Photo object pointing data
════════
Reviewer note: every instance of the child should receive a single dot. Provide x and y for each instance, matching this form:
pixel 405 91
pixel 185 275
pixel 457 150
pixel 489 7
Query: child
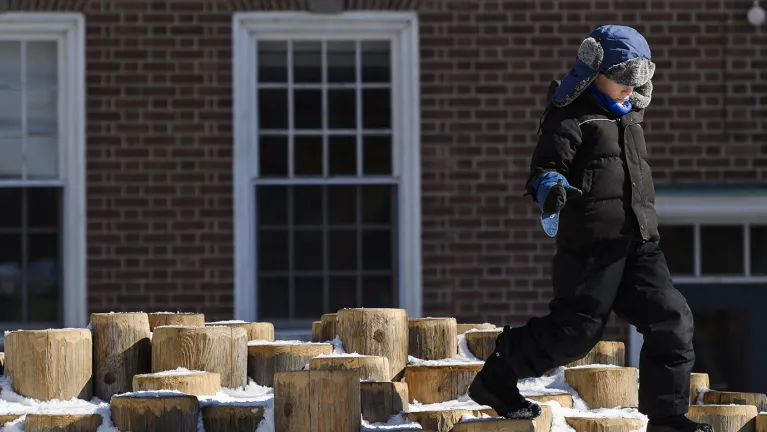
pixel 589 174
════════
Work instructions
Please copy every line of the data above word for word, omitting the pictures.

Answer
Reviewer note: every instance of the child should receive a single dot. Provide x and y for each instance, matching this form:
pixel 405 91
pixel 185 275
pixel 457 150
pixel 489 7
Query: child
pixel 589 174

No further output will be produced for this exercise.